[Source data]

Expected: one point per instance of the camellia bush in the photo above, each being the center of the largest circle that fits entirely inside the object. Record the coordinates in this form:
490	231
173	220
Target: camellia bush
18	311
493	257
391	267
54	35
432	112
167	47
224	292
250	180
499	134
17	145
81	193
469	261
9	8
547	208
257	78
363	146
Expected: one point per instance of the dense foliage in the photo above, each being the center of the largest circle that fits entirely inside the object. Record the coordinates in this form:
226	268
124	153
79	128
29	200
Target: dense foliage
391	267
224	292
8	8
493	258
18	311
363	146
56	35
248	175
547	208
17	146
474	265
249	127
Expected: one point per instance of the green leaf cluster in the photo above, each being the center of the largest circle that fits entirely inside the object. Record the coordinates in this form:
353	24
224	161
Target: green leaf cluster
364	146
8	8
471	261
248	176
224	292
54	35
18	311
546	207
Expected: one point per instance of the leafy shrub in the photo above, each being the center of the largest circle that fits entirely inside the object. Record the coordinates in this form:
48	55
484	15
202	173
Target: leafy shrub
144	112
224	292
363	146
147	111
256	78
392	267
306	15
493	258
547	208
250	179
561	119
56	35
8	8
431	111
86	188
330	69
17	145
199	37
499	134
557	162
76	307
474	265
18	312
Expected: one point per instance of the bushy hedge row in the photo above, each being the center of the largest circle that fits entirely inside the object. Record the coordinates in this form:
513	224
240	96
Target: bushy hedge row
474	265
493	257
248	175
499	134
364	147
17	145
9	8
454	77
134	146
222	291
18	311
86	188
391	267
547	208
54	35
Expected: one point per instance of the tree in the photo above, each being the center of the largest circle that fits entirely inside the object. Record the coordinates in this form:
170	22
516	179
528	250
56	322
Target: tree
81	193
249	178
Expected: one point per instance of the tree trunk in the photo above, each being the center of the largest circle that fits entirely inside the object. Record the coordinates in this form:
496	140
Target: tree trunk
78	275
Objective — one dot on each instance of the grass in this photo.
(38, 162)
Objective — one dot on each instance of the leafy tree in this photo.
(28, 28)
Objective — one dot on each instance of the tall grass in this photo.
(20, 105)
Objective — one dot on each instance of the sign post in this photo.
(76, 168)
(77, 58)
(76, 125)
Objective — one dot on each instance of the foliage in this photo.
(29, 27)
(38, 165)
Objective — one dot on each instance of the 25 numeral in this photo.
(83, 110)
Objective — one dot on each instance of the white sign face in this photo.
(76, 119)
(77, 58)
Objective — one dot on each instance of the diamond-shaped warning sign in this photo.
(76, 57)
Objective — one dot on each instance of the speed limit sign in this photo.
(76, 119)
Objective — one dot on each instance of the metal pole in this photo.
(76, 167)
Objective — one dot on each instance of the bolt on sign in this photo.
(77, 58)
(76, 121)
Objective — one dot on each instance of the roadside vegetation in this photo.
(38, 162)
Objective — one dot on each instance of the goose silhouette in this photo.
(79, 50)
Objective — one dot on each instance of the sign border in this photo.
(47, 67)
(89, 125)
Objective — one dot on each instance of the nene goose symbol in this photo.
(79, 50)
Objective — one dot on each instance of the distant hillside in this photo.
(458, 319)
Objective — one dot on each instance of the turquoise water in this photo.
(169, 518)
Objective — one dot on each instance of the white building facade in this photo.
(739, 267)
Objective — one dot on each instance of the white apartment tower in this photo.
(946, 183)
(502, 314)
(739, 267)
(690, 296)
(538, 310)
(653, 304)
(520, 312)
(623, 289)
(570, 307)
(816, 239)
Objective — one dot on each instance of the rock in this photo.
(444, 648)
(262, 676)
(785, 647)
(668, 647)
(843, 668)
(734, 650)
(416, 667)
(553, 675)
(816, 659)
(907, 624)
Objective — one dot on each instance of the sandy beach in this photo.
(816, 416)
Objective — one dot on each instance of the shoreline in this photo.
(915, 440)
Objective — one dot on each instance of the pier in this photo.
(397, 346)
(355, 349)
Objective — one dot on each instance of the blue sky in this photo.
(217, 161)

WHAT TO DO
Work out how many lines in the data include "that". Answer with the number only.

FINISHED TASK
7